*READING PASSAGE*.
=== Begin Enclosure ===

Temporal ablation (Figure 8): Results are robust to variations in temporal stride, video length, and frame rate.

Key Findings¶

Both spatial and temporal cues are essential: Each dimension alone has blind spots—ZED (spatial only) fails when temporal inconsistency dominates, and D3 (temporal only) fails when spatial anomalies dominate. STALL's joint modeling eliminates both failure modes.
Normalization is critical for temporal likelihood: Raw inter-frame differences do not satisfy the Gaussian assumption; L2 normalization is required, as jointly validated by the Maxwell–Poincaré lemma and empirical experiments.
Lightweight and efficient: Inference latency is only 0.49s per video (16 frames), comparable to the fastest baseline D3 and substantially faster than AEROBLADE and AIGVdet.
Insensitivity to calibration set choice: Using different sources (VATEX, Kinetics-400, real videos from VideoFeedback) as calibration sets yields similar performance.

Highlights & Insights¶

Theory-driven design: Rather than a purely empirical approach, STALL is grounded in Gaussian likelihoods and the Maxwell–Poincaré lemma, providing an interpretable and verifiable theoretical framework. Failures can be quantitatively diagnosed as arising from spatial or temporal scores.
Elegant simplicity: The entire method has no learnable parameters; the core operations are whitening, norm computation, and percentile ranking—straightforward to implement yet substantially outperforming complex supervised approaches.
Zero-shot generalization: Detects outputs from the latest models such as Sora and Veo3 without any adaptation.
Percentile fusion: Avoids the scale incompatibility between spatial and temporal likelihoods, yielding greater robustness than direct weighted averaging.

Limitations & Future Work¶

Degradation on static videos: When inter-frame variation is minimal, the temporal signal vanishes and the method degrades to purely spatial detection, potentially missing carefully crafted generated content that is only anomalous temporally.
Calibration set dependency: Although the paper claims robustness to calibration set selection, real video data are still required; performance under extreme domain shift (e.g., medical or satellite videos) remains unknown.
Limitations of the Gaussian assumption: For embedding spaces with special structure (e.g., severe concentration on narrow cones), the Gaussian approximation may lose accuracy.
Fully generated videos only: The method does not address partial replacement or editing scenarios (deepfakes), which require pixel-level localization capabilities.

=== End Enclosure ===

*MATERIAL SUPPLIED*.
=== Begin Enclosure ===

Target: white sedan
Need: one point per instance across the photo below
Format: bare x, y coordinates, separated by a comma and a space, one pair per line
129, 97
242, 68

=== End Enclosure ===

*TASKS FOR THIS EXERCISE*.
1. In the STALL method summary, what inference latency is reported per video?
2. Extend the STALL method summary past its final line.

*ANSWER SECTION*.
1. 0.49 seconds per 16-frame video.

2.
Potential adaptive attacks: If an adversary is aware of the detection mechanism, they may attempt to match the spatial/temporal statistics of generated videos to those of real ones; adversarial robustness is not thoroughly discussed.
Fixed frame sampling strategy: Uniform sampling may miss locally anomalous segments; adaptive sampling strategies are worth exploring.

ZED (zero-shot image detection): The spatial likelihood in this paper directly inherits the whitening + Gaussian likelihood framework from ZED; the core contribution is its extension to the temporal dimension.
D3 (first zero-shot video detector): Relies on empirical assumptions about second-order inter-frame differences, lacks theoretical grounding, and ignores spatial information. STALL surpasses D3 by using first-order normalized differences with theoretical guarantees.
Maxwell–Poincaré lemma: Provides rigorous theoretical support for the normalization operation—projections of uniform distributions on high-dimensional hyperspheres are approximately Gaussian—which forms the theoretical foundation of STALL's temporal modeling.
Broader implications: The zero-shot detection paradigm is transferable to other modalities (e.g., audio generation detection, 3D generation detection), as long as the embedding space satisfies the Gaussian assumption. The calibration set requires only real data, which sets an extremely low barrier to deployment.

Rating¶

⭐⭐⭐⭐ Theoretically elegant, experimentally rigorous, and methodologically minimalist with striking effectiveness—a benchmark work for zero-shot generated video detection. One star is withheld for its limitation to fully generated scenarios and insufficient analysis of adversarial robustness.